(Supplied entries Opens)

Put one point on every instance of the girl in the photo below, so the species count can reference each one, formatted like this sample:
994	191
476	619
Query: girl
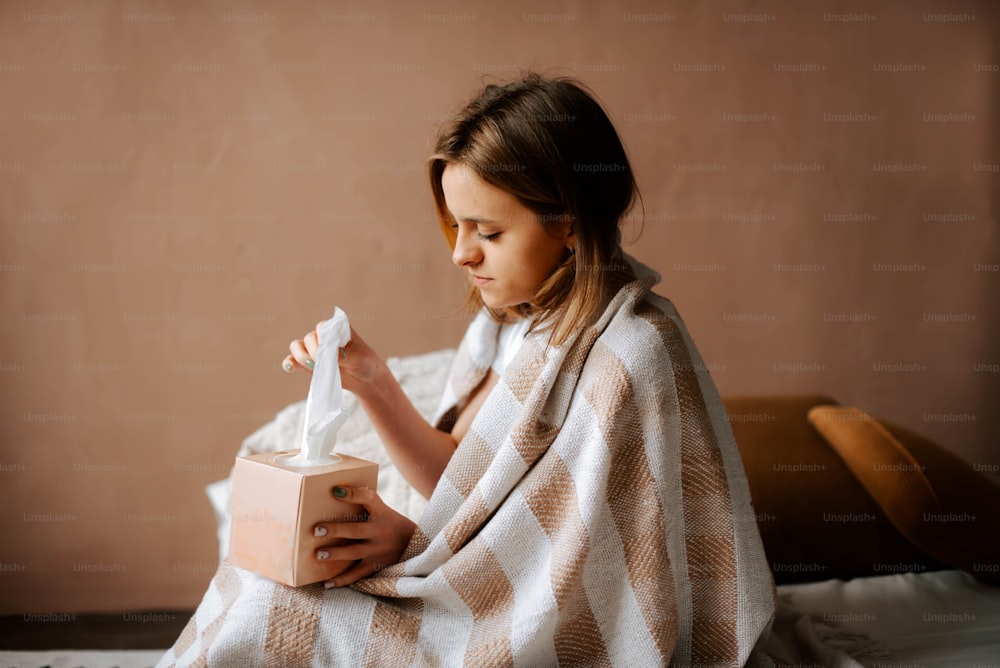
587	504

(Supplied entries Closes)

Problem requirements: Repeat the material exactly as it reads, without any of its pictures.

Your solution:
Put one point on every instance of the girl in the photo below, so the species count can reference each one, formatted like this sample:
994	191
476	619
Query: girl
587	504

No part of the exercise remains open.